He said Homeland Security officials had told his department that Villarreal was a high-profile and wanted fugitive.

"We placed them in jail on money-laundering charges, seized the vehicle and the money, ICE came and picked them up from our jail and took them to Dallas and that's the last we've seen or heard of them," Smith said.

Villarreal and Botello posted bond, and on Feb. 6 were released into the custody of Homeland Security and ICE officers. They were taken to a Dallas detention center for deportation.

That's when the State Department intervened, according to Smith. He said Homeland Security officials called to tell him the federal diplomatic agency had ordered Villarreal and his wife released. 

Neither State Department nor ICE officials responded to FoxNews.com's request for comment.

Gohmert, who sits on the House Judiciary Immigration Policy and Enforcement Subcommittee, said he'll be calling for congressional hearings to look into who exactly ordered the fugitive's release.

Gohmert said he had been told that State Department officials released Villarreal because he entered the country on a valid U.S. visa, even though as an international fugitive, he should have been deported. Gohmert said he also wants to know why Villarreal was granted a visa days after posting $1 million bond following his arrest in Mexico. The visa Villarreal was granted was an EB-5, which is given to foreigners who invest at least $500,000 in a business venture.

"We need to look at the visa program that allows foreigners to simply invest $500,000 in a venture and we give them a visa," he said. "This is allowing wealthy foreigners to buy a visa."

One day after ordering Villarreal's release, State Department officials referenced the Mexican warrant and asked for local authorities to re-arrest the couple. But by then, it was too late.

"Hopefully we can pursue the matter and get some answers," he said.

Smith said he was waiting to see what happens next. The suspects are supposed to appear at an as-yet unscheduled arraignment on the local charges.  Although they have hired attorneys, Smith said he has his doubts that they will appear.

"If I was a betting man, I'd say no," Smith said.

--- Raw data ---
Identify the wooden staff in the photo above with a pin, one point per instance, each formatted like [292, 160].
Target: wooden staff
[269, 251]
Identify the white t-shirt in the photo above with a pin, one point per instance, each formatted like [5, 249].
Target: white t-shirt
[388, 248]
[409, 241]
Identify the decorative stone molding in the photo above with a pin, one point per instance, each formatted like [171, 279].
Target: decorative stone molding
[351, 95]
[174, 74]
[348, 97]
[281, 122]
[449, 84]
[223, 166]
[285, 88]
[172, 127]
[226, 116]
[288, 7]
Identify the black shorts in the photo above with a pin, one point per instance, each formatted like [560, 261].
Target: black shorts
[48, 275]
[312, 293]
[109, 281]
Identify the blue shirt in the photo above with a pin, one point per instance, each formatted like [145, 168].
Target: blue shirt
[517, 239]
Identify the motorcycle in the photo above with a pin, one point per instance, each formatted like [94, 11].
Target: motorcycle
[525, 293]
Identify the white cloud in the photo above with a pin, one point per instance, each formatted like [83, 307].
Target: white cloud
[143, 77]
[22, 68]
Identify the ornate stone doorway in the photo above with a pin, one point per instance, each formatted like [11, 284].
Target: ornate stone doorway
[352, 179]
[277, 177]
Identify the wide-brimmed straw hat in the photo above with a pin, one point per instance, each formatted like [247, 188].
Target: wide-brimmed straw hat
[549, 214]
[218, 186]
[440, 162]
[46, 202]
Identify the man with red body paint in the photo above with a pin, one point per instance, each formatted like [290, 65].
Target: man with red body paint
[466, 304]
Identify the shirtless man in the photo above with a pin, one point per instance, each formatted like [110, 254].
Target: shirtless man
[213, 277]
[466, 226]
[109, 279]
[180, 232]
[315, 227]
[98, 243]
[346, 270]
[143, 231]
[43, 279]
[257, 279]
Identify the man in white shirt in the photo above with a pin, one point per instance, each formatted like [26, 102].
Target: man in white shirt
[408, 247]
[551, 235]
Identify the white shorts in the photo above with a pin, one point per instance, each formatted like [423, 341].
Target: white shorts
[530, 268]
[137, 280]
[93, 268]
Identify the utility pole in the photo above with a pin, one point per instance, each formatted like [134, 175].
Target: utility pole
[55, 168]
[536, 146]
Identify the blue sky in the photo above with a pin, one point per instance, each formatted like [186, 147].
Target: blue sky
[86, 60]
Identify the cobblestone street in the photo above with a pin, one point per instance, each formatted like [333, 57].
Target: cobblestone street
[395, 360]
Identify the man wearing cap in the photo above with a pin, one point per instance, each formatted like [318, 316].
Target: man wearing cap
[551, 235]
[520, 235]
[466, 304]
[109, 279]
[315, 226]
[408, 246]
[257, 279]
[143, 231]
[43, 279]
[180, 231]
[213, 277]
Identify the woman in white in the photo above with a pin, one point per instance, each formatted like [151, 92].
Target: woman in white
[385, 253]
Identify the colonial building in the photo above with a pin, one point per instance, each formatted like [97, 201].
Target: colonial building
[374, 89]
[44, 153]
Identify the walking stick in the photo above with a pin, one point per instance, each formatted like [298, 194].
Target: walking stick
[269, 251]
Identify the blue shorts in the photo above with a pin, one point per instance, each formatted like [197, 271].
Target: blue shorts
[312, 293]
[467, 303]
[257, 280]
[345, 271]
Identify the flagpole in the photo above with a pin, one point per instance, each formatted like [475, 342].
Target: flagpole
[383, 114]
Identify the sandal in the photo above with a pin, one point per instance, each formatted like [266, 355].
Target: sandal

--- Task ---
According to the news article, what reason was Gohmert given for State Department officials releasing Villarreal? Answer in one to three sentences. The entries here come from a separate source, unrelated to the news article.

--- Solution for this exercise ---
Gohmert had been told that State Department officials released Villarreal because he entered the country on a valid U.S. visa. Gohmert held that, as an international fugitive, Villarreal should have been deported anyway.